Writings devoted to exploring the joys and difficulties of practice, of sangha, and to that most important endeavor of all: learning to care as deeply as possible.

Wednesday, August 29, 2012

Remembering Georg Feuerstein


In the past month three friends have had loved ones pass before their time.  Sitting with them in their grieving I have felt sturdy and present, like an Atlas with the world feeling completely light on my shoulders.  I was simply there to support; it was not my partner, my sibling, my friend who had passed on so young.  It was not my grief, so the burden was light.   But leaving them, I have felt fragile, felt the total weight of the world.  But leaving them, perhaps by their grief I was reminded of my own friends who have passed.  And other events in my life force me to recognize the fragility of the body on the one hand, and the complete lack of control I have over events in my own life on the other. 

Today I hear that Neil Armstrong passed.  Neil was actually somewhat mythic to me; I was born in DC, had family working in NASA, and as a history buff was aware of the political construction of his mythology as part of cold war strategy: America had taken "one giant step for mankind," not the USSR.  As Suzuki Roshi himself implied in his contemporaneous lectures recorded in "Not Always So," the actual importance of that step was wildly dubious.  Not only the spiritually minded understood this; a military mind as keen as Eisenhower's understood the space-race as pure politics.  Myths always shatter when we investigate them; but rather than losing meaning history allows mythology to become more rich and complex, deeply involved in social constructions and political strategies.  In my psyche, Armstrong held a rich and symbolic place in American history.

Record list:
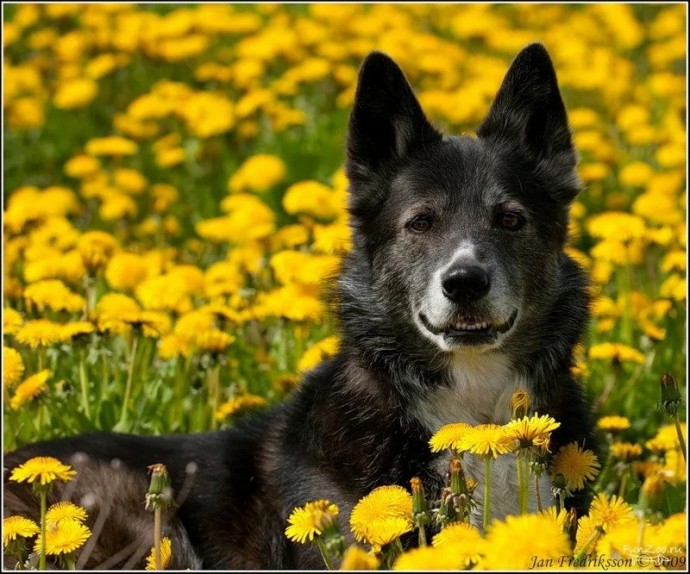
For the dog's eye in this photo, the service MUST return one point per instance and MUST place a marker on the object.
(420, 224)
(512, 221)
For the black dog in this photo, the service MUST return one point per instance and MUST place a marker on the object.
(457, 292)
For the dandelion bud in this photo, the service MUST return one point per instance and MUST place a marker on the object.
(333, 539)
(671, 400)
(652, 491)
(570, 523)
(420, 507)
(160, 493)
(446, 511)
(457, 477)
(520, 403)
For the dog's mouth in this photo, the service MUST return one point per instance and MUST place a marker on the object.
(470, 329)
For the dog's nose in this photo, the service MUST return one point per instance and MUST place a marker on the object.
(465, 283)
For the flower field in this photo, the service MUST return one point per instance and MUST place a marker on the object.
(174, 200)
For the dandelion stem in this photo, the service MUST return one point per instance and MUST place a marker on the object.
(43, 495)
(623, 485)
(561, 500)
(157, 537)
(130, 376)
(324, 554)
(422, 536)
(681, 440)
(214, 392)
(521, 481)
(84, 383)
(398, 546)
(487, 494)
(592, 540)
(537, 492)
(640, 537)
(70, 562)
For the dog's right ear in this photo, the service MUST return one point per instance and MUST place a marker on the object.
(387, 122)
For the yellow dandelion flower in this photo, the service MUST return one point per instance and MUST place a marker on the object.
(166, 555)
(11, 321)
(111, 145)
(311, 198)
(675, 468)
(14, 527)
(673, 534)
(29, 389)
(613, 423)
(65, 537)
(64, 510)
(239, 404)
(576, 465)
(115, 312)
(430, 558)
(531, 430)
(487, 440)
(382, 516)
(53, 294)
(511, 544)
(310, 520)
(40, 333)
(448, 436)
(606, 511)
(258, 173)
(626, 451)
(213, 340)
(318, 352)
(13, 366)
(464, 540)
(42, 469)
(355, 558)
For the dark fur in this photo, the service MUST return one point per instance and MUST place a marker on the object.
(349, 428)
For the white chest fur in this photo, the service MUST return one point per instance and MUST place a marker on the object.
(481, 389)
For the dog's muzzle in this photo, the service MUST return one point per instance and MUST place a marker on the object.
(469, 330)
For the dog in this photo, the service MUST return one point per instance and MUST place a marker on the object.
(456, 292)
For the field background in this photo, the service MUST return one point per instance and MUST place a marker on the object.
(173, 195)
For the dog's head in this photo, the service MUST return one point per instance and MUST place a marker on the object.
(462, 234)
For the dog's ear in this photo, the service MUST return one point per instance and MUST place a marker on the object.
(387, 122)
(528, 116)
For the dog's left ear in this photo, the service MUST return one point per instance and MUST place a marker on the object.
(387, 123)
(528, 115)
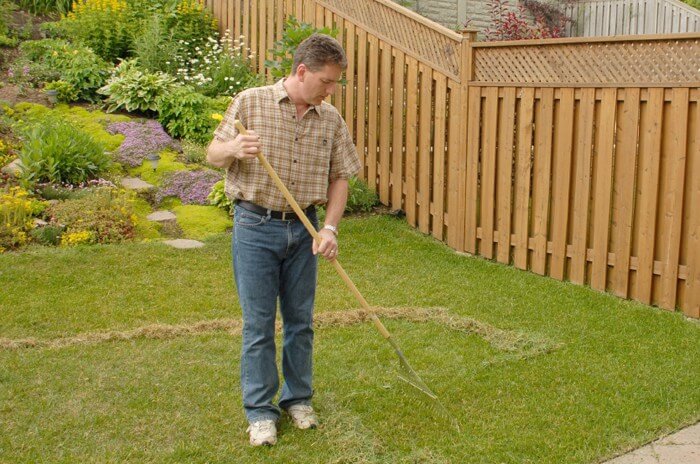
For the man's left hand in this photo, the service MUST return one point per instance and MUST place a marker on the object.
(328, 247)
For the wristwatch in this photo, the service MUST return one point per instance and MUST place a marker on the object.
(333, 229)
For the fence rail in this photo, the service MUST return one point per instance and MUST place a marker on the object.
(563, 157)
(622, 17)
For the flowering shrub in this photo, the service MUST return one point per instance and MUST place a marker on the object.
(15, 218)
(57, 151)
(192, 187)
(140, 139)
(217, 67)
(77, 238)
(65, 92)
(104, 215)
(103, 25)
(191, 24)
(507, 24)
(7, 154)
(133, 90)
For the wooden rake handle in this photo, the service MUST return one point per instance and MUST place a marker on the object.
(300, 213)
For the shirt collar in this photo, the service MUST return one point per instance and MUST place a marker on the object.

Required tasks:
**A.** Repeat the blog post from "Writings devoted to" up to and including "deeply as possible.", changing "sangha" to "community".
**B.** According to the blog post, in what collection were Suzuki Roshi's contemporaneous lectures recorded?

Answers for this exercise:
**A.**
Writings devoted to exploring the joys and difficulties of practice, of community, and to that most important endeavor of all: learning to care as deeply as possible.

**B.** "Not Always So"